## INSTRUCTIONS TO FOLLOW
Collect every line of the material below that contains the string "oven". Matching is case-sensitive.

------------------------------------

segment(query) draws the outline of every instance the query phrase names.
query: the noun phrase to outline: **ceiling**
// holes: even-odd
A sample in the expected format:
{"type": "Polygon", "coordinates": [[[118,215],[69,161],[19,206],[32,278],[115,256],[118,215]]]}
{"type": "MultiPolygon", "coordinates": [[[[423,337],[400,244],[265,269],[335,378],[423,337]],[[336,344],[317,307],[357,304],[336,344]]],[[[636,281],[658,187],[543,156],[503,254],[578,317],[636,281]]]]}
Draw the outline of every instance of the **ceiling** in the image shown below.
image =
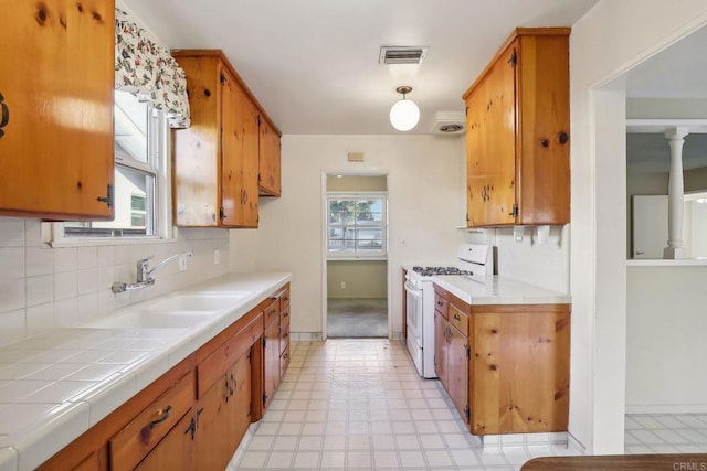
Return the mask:
{"type": "MultiPolygon", "coordinates": [[[[629,98],[707,99],[707,28],[701,28],[626,72],[612,86],[624,87],[629,98]]],[[[697,109],[697,106],[695,106],[697,109]]],[[[675,113],[666,110],[667,115],[675,113]]],[[[653,116],[652,118],[665,118],[653,116]]],[[[700,117],[705,118],[705,117],[700,117]]],[[[704,119],[701,119],[704,121],[704,119]]],[[[696,127],[685,137],[683,168],[707,167],[707,133],[696,127]]],[[[663,132],[626,135],[627,164],[635,171],[667,172],[671,149],[663,132]]]]}
{"type": "Polygon", "coordinates": [[[284,135],[391,135],[408,98],[429,133],[516,26],[571,26],[597,0],[123,0],[169,47],[221,49],[284,135]],[[383,45],[429,46],[381,65],[383,45]]]}

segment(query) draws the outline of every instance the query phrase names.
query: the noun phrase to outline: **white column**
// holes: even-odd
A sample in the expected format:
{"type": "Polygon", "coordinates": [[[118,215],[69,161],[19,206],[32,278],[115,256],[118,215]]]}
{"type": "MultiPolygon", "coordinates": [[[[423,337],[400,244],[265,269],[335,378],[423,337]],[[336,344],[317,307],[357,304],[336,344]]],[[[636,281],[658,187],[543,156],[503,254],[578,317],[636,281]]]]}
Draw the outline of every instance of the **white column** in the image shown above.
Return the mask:
{"type": "Polygon", "coordinates": [[[676,127],[665,132],[671,143],[671,176],[667,184],[667,247],[663,258],[685,258],[683,247],[683,143],[689,133],[686,127],[676,127]]]}

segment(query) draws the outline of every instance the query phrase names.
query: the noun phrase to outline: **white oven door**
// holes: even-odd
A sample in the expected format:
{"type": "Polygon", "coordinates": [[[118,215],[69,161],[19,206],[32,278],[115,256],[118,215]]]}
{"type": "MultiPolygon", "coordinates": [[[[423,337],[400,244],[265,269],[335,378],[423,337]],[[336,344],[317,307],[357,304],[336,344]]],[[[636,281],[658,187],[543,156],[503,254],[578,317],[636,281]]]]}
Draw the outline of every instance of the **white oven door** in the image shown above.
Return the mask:
{"type": "Polygon", "coordinates": [[[405,302],[408,318],[408,351],[422,375],[422,290],[405,283],[405,302]]]}

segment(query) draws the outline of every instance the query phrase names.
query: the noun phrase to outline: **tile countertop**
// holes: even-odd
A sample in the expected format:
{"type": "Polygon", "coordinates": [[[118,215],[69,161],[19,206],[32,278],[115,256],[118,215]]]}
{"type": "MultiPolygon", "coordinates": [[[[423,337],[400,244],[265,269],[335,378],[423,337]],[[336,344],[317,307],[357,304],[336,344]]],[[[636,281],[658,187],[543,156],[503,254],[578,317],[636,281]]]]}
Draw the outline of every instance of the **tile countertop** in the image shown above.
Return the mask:
{"type": "Polygon", "coordinates": [[[107,314],[180,293],[250,291],[196,327],[55,329],[0,347],[0,471],[36,468],[289,280],[228,275],[107,314]]]}
{"type": "Polygon", "coordinates": [[[434,277],[433,281],[468,304],[567,304],[569,295],[494,276],[486,283],[461,275],[434,277]]]}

------------------------------------

## RESPONSE TO THE TASK
query: the noun phrase to outline: **white oven door**
Draw the outline of every instance of the **white oven door** in the image shown above.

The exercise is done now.